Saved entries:

━━━━━━━━━━

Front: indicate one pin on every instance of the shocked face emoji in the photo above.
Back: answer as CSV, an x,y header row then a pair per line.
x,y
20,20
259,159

━━━━━━━━━━

Action item
An exact copy of all the entries is the required answer.

Exercise output
Front: indicate one pin on every instance of the shocked face emoji in the photo above.
Back: answer as CSV, an x,y header row then a pair per line.
x,y
20,20
259,159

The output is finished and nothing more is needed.